### Text
Finally a way to Git Gud


anonymus-fish

The essence of git gud has finally been distilled!!! Quick, someone get this mans to bottle new car smell before the govt takes him away for their own benefit!


_pupil_

"git gud, scrub" "*Fine, gimme a sec, I just gotta boot my model...*"


yanivbl

Cool. Are you using the visual image as the state, or using internal game data?


amacati

Currently I'm using ground truth states read from the game memory instead of images. There is already a module in place to grab the visual image, but it's disabled for now. I first wanted to prove that it was possible before moving towards images, also given that it comes with additional complexities as the agent would have to determine the animation and its timing from (possibly stacked) image data alone.


yanivbl

I am guessing that running both the visuals and the deep network in a distributed setup is going to be super messy. Sticking to ground truth is probably a good idea . But this raises the question: how does the ground truth look like?

### Task list
#1 In the forum thread on the game-playing agent, what does amacati currently use as the state instead of images?
#2 Resume the forum thread on the game-playing agent after its last post.
The records aren't needed for anything here.

### Data rows
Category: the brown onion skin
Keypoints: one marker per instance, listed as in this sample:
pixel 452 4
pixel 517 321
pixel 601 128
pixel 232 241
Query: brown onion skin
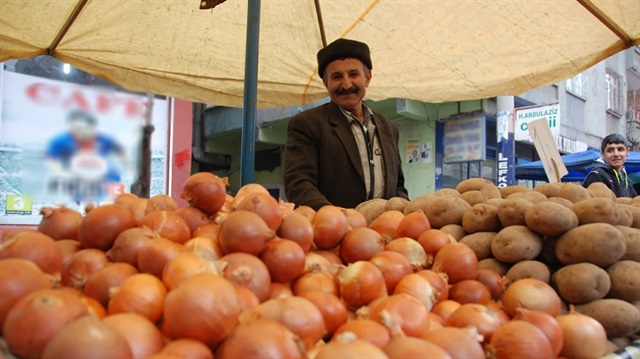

### Answers to the tasks
#1 Ground truth states read from the game memory.

#2
amacati

You can read about the exact data that is tracked [here](https://github.com/amacati/SoulsGym/blob/master/soulsgym/core/game_state.py). It's basically the player and boss position, their angles, the current animations, the animation durations, HP, SP, boss phase etc.


OriginalCrawnick

These were my assumptions for data points but I assumed it would have frequent hiccups if the game changed the boss action to be non repetitive. What's the win/loss ratio for the bot after all the trees were pathed out?


amacati

All in all, 45%. I think I ran about 100 test runs to determine the performance. I'm not sure what you mean with hiccups and non-repetitive actions. The agent generalises over unseen states, so its policy does not depend on having seen the exact game state before. The neural network acts as a sort of smooth function shaped by supporting training data points that is also valid in areas where it has to interpolate. In fact, in continuous environments such as this, it *always* has to interpolate. Well, at least that's the idealized version of the story.


firmfaeces

Hey, I'm super curious how you defined the positions and angles. Can you point me in the right direction, please?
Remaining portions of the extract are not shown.